→ **Exercise brief**
Nothing but the lines from the top of the following entries through the line with "form | each point like <point>153,41</point>" should be printed, exactly as they are.

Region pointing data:
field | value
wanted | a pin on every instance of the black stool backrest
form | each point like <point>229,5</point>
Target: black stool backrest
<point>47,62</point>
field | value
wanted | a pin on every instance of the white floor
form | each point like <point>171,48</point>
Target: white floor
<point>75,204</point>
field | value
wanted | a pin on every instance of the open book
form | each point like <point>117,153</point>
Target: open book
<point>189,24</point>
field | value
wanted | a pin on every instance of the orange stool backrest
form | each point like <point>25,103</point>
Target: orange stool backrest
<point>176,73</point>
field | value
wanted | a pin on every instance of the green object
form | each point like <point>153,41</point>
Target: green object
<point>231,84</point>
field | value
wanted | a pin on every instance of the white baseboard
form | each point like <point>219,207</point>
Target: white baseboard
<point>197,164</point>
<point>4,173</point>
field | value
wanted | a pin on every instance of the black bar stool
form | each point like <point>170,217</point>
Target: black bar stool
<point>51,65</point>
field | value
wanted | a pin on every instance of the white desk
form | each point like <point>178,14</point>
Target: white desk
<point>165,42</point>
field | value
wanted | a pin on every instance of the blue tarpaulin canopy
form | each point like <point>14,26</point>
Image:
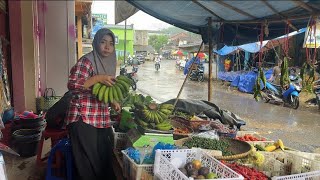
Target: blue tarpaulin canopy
<point>233,20</point>
<point>254,47</point>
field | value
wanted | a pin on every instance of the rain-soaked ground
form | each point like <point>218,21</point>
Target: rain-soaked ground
<point>299,129</point>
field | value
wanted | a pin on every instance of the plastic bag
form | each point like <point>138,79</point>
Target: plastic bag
<point>208,134</point>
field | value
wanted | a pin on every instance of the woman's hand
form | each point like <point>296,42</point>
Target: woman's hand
<point>116,106</point>
<point>106,79</point>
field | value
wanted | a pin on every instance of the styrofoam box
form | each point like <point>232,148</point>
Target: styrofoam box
<point>134,171</point>
<point>255,134</point>
<point>167,162</point>
<point>291,165</point>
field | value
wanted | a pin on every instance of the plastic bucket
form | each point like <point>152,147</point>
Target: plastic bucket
<point>25,141</point>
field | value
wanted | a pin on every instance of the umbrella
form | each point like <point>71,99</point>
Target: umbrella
<point>180,53</point>
<point>201,55</point>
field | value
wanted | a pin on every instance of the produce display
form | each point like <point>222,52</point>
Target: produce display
<point>255,158</point>
<point>246,172</point>
<point>249,137</point>
<point>117,92</point>
<point>154,115</point>
<point>278,145</point>
<point>195,170</point>
<point>251,163</point>
<point>181,130</point>
<point>206,143</point>
<point>221,128</point>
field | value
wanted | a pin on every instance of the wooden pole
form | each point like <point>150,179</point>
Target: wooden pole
<point>187,76</point>
<point>125,40</point>
<point>210,58</point>
<point>79,32</point>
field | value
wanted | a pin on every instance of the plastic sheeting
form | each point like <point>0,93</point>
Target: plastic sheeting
<point>193,16</point>
<point>245,81</point>
<point>256,46</point>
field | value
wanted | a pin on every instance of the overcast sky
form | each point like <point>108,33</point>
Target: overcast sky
<point>141,20</point>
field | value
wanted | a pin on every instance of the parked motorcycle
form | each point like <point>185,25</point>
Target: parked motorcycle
<point>197,74</point>
<point>129,61</point>
<point>290,96</point>
<point>182,65</point>
<point>135,68</point>
<point>132,76</point>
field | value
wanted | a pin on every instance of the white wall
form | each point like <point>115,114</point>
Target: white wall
<point>57,47</point>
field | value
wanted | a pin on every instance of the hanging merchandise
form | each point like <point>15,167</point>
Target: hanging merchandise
<point>312,35</point>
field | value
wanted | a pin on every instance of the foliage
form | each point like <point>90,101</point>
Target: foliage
<point>158,41</point>
<point>308,76</point>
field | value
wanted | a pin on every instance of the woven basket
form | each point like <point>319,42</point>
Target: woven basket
<point>240,149</point>
<point>191,124</point>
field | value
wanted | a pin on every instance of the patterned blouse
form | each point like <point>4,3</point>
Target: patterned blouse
<point>83,104</point>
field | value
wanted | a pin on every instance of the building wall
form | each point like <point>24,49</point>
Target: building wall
<point>57,39</point>
<point>30,62</point>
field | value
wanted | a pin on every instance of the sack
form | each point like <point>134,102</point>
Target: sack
<point>47,101</point>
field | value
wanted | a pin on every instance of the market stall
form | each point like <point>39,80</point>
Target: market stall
<point>227,153</point>
<point>153,141</point>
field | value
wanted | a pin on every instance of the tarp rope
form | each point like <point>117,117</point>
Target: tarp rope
<point>261,40</point>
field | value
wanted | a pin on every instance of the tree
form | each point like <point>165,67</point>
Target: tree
<point>158,41</point>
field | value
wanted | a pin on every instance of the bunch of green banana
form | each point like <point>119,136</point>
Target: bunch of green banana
<point>117,92</point>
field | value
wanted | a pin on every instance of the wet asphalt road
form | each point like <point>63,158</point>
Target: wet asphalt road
<point>298,129</point>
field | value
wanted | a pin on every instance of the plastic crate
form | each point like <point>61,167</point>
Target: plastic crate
<point>282,164</point>
<point>164,169</point>
<point>120,139</point>
<point>254,134</point>
<point>134,171</point>
<point>314,175</point>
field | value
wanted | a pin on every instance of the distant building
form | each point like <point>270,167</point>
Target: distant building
<point>119,32</point>
<point>141,45</point>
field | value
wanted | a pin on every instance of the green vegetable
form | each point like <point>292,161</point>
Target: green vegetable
<point>206,143</point>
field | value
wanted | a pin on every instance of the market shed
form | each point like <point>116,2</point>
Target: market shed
<point>226,21</point>
<point>232,21</point>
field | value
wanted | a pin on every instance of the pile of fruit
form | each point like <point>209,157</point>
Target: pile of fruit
<point>195,170</point>
<point>255,158</point>
<point>249,137</point>
<point>206,143</point>
<point>221,128</point>
<point>154,115</point>
<point>278,145</point>
<point>117,92</point>
<point>246,172</point>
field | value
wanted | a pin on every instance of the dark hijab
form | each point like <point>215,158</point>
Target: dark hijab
<point>102,65</point>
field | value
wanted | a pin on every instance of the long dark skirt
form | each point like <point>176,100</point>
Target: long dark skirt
<point>92,151</point>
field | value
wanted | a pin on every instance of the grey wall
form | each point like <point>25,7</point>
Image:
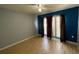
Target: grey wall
<point>15,27</point>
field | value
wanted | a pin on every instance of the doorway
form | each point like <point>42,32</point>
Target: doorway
<point>45,26</point>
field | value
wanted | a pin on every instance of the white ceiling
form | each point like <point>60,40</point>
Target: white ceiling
<point>33,8</point>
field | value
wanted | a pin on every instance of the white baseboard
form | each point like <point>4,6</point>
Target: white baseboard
<point>75,43</point>
<point>16,43</point>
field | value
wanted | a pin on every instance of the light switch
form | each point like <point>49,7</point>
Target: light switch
<point>72,36</point>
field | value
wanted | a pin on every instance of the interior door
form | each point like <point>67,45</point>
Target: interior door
<point>62,24</point>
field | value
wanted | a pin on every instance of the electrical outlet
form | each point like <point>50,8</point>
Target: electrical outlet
<point>72,36</point>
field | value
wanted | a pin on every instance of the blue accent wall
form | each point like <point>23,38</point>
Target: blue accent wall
<point>71,22</point>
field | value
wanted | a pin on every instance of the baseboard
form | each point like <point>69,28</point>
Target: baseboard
<point>17,43</point>
<point>75,43</point>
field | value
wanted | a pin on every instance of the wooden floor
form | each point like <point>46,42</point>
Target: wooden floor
<point>39,45</point>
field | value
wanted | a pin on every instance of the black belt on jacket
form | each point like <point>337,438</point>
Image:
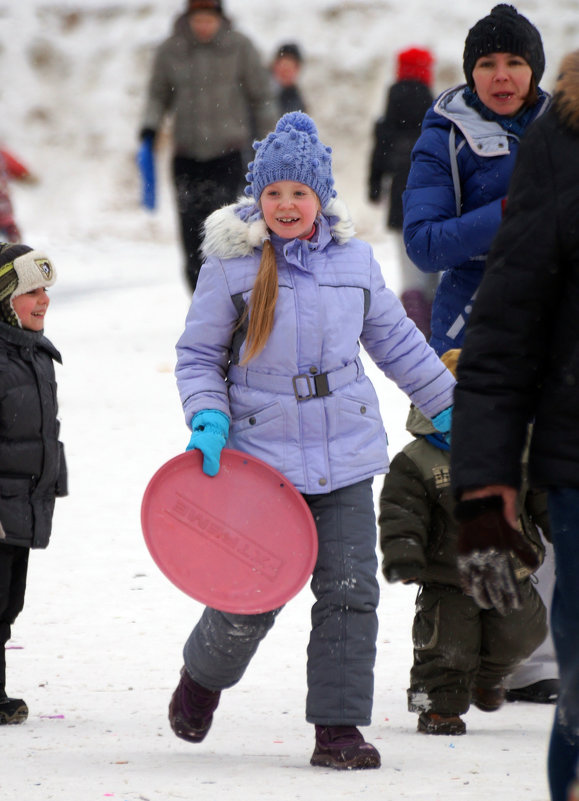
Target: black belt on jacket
<point>303,386</point>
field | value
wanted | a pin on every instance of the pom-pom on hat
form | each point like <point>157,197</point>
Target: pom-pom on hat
<point>504,30</point>
<point>415,64</point>
<point>293,152</point>
<point>22,270</point>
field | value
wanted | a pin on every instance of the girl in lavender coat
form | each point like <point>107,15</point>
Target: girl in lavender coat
<point>269,364</point>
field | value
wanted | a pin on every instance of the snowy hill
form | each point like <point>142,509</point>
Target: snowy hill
<point>74,76</point>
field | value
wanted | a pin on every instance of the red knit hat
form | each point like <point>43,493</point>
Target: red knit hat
<point>415,64</point>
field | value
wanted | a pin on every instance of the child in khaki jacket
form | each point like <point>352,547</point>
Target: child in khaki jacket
<point>462,654</point>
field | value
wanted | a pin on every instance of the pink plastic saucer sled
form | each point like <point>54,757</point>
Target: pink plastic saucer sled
<point>243,541</point>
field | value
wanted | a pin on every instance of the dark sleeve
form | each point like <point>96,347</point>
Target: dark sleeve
<point>404,515</point>
<point>507,339</point>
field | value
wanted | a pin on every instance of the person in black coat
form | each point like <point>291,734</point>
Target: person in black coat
<point>285,70</point>
<point>520,363</point>
<point>395,133</point>
<point>32,465</point>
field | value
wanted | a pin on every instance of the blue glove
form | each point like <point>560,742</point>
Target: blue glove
<point>443,423</point>
<point>146,164</point>
<point>210,431</point>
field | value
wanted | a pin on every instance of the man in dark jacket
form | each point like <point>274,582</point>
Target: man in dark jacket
<point>211,79</point>
<point>32,466</point>
<point>520,362</point>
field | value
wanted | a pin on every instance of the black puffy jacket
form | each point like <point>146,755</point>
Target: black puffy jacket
<point>32,465</point>
<point>520,359</point>
<point>395,135</point>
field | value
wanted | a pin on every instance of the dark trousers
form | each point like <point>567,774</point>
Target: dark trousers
<point>13,572</point>
<point>564,746</point>
<point>458,646</point>
<point>201,188</point>
<point>342,647</point>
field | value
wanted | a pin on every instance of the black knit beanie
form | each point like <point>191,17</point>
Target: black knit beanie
<point>504,30</point>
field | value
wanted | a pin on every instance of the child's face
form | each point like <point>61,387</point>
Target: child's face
<point>502,82</point>
<point>289,209</point>
<point>205,25</point>
<point>31,308</point>
<point>286,70</point>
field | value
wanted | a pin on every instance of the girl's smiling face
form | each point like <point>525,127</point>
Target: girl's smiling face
<point>31,308</point>
<point>289,209</point>
<point>502,82</point>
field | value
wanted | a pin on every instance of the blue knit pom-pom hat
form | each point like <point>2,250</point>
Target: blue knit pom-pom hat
<point>293,152</point>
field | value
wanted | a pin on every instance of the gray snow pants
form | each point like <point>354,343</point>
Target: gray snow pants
<point>342,647</point>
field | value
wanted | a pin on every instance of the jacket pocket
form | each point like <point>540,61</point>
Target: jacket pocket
<point>62,480</point>
<point>426,625</point>
<point>15,508</point>
<point>262,433</point>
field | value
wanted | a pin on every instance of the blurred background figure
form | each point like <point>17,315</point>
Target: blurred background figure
<point>211,79</point>
<point>407,101</point>
<point>11,168</point>
<point>285,69</point>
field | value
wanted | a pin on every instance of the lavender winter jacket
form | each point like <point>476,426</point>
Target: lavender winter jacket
<point>304,404</point>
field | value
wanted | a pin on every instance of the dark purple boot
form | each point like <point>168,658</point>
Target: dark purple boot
<point>343,748</point>
<point>191,709</point>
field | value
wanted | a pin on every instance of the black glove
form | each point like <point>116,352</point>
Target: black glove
<point>486,543</point>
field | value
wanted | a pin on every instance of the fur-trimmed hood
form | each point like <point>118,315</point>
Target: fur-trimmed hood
<point>236,230</point>
<point>566,98</point>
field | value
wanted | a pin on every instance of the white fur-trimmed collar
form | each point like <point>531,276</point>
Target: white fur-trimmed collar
<point>236,230</point>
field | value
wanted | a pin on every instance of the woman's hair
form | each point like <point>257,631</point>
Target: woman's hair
<point>533,93</point>
<point>262,304</point>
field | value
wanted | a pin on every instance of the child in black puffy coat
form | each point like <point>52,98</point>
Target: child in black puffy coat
<point>32,465</point>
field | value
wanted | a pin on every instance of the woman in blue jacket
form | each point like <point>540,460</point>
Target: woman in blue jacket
<point>462,163</point>
<point>269,363</point>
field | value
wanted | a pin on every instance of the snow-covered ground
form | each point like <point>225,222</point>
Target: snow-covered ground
<point>97,650</point>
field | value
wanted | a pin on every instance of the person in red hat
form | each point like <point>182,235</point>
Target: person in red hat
<point>395,133</point>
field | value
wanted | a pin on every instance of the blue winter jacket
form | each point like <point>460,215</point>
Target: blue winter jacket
<point>436,238</point>
<point>304,404</point>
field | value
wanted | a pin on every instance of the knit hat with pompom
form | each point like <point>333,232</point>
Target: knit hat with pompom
<point>293,152</point>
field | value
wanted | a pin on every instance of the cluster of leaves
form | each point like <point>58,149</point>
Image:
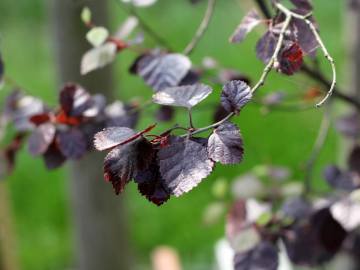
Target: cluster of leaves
<point>298,40</point>
<point>63,133</point>
<point>309,232</point>
<point>168,164</point>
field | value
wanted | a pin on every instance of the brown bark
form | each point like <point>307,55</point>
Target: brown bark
<point>98,217</point>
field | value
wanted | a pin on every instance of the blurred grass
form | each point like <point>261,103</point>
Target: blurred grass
<point>39,198</point>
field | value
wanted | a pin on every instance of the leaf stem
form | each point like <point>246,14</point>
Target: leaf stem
<point>204,25</point>
<point>313,29</point>
<point>318,146</point>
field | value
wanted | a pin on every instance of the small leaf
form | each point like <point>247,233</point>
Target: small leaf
<point>290,58</point>
<point>262,257</point>
<point>183,96</point>
<point>2,69</point>
<point>151,184</point>
<point>184,164</point>
<point>338,179</point>
<point>265,47</point>
<point>250,21</point>
<point>41,139</point>
<point>72,143</point>
<point>19,108</point>
<point>98,57</point>
<point>86,15</point>
<point>302,4</point>
<point>235,95</point>
<point>126,161</point>
<point>97,36</point>
<point>226,145</point>
<point>161,71</point>
<point>53,158</point>
<point>354,160</point>
<point>112,137</point>
<point>140,3</point>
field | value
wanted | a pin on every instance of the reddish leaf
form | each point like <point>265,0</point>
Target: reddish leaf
<point>184,164</point>
<point>265,47</point>
<point>226,145</point>
<point>235,95</point>
<point>72,143</point>
<point>11,151</point>
<point>41,138</point>
<point>40,119</point>
<point>125,161</point>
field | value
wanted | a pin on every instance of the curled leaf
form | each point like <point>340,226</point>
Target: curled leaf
<point>184,96</point>
<point>225,144</point>
<point>184,164</point>
<point>235,95</point>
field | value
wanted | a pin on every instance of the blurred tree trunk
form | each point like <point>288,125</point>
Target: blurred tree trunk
<point>352,30</point>
<point>8,256</point>
<point>99,219</point>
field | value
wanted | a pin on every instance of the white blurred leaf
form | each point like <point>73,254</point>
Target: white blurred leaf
<point>86,15</point>
<point>97,36</point>
<point>184,96</point>
<point>141,3</point>
<point>98,57</point>
<point>127,28</point>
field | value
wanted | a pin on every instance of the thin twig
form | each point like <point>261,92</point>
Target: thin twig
<point>318,146</point>
<point>274,57</point>
<point>313,29</point>
<point>202,28</point>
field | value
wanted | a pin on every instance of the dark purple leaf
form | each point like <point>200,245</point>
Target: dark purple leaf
<point>250,21</point>
<point>192,77</point>
<point>226,145</point>
<point>290,58</point>
<point>339,179</point>
<point>235,95</point>
<point>112,137</point>
<point>263,257</point>
<point>53,158</point>
<point>72,143</point>
<point>151,184</point>
<point>265,47</point>
<point>41,138</point>
<point>125,161</point>
<point>304,36</point>
<point>184,164</point>
<point>75,100</point>
<point>161,71</point>
<point>220,113</point>
<point>354,160</point>
<point>10,151</point>
<point>303,4</point>
<point>184,96</point>
<point>19,108</point>
<point>165,114</point>
<point>316,241</point>
<point>349,125</point>
<point>121,115</point>
<point>296,208</point>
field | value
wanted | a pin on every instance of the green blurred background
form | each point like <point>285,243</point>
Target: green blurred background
<point>39,199</point>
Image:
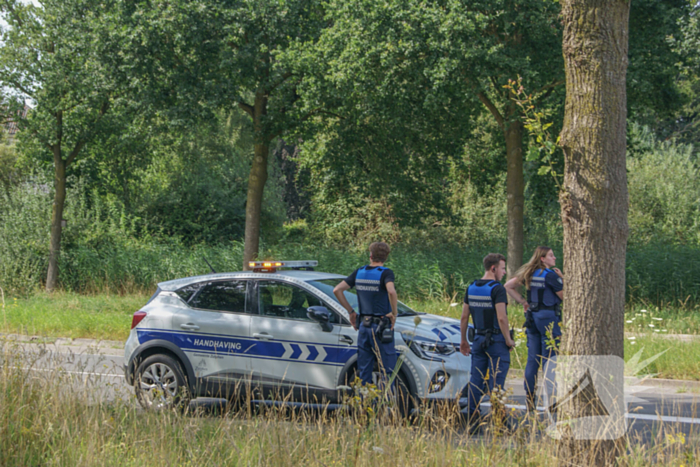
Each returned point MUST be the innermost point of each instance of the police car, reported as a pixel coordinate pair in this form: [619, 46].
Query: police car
[277, 332]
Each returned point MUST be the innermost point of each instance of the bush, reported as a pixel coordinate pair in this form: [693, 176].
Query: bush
[664, 191]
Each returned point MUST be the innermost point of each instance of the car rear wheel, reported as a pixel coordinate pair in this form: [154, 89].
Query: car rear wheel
[160, 384]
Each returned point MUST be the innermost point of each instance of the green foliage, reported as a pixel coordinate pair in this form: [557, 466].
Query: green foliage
[55, 54]
[10, 174]
[664, 190]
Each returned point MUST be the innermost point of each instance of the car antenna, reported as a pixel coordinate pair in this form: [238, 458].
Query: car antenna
[212, 269]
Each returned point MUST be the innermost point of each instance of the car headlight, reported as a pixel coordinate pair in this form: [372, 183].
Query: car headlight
[427, 349]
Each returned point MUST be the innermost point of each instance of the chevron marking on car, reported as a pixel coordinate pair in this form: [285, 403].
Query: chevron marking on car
[322, 354]
[219, 345]
[287, 351]
[313, 353]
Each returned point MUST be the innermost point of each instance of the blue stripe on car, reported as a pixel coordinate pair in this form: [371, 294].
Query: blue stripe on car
[220, 345]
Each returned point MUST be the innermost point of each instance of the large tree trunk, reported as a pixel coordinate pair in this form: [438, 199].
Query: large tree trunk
[56, 218]
[256, 183]
[594, 200]
[515, 192]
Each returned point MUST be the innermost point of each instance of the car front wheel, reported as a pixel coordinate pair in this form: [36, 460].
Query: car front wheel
[160, 384]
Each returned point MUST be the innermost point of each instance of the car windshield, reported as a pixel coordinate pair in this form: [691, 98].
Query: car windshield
[327, 286]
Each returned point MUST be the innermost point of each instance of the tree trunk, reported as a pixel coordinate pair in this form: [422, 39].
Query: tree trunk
[59, 202]
[515, 192]
[594, 201]
[256, 183]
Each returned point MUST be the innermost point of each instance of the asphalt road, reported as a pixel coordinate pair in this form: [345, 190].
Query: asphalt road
[96, 373]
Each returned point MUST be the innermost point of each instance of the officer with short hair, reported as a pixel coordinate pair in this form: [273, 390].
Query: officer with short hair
[378, 302]
[544, 284]
[485, 301]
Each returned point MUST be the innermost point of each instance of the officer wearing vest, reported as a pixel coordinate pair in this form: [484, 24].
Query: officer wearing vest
[378, 301]
[544, 284]
[485, 301]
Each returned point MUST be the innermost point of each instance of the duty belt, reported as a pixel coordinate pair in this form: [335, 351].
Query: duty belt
[369, 320]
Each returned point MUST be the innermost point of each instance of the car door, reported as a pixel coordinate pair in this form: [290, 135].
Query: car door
[214, 334]
[292, 351]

→ **Exercise output**
field | value
wanted | a pin on every instance of the black stool backrest
form | each point like <point>229,5</point>
Target: black stool backrest
<point>47,62</point>
field | value
wanted | a pin on every instance of the white floor
form | each point like <point>171,48</point>
Target: white floor
<point>75,204</point>
field | value
wanted | a pin on every instance of the open book
form | each point like <point>117,153</point>
Target: open book
<point>189,24</point>
field | value
wanted | a pin on every instance of the orange stool backrest
form | each point like <point>25,103</point>
Target: orange stool backrest
<point>176,73</point>
field | value
wanted | a pin on every instance of the green object
form | each point like <point>153,41</point>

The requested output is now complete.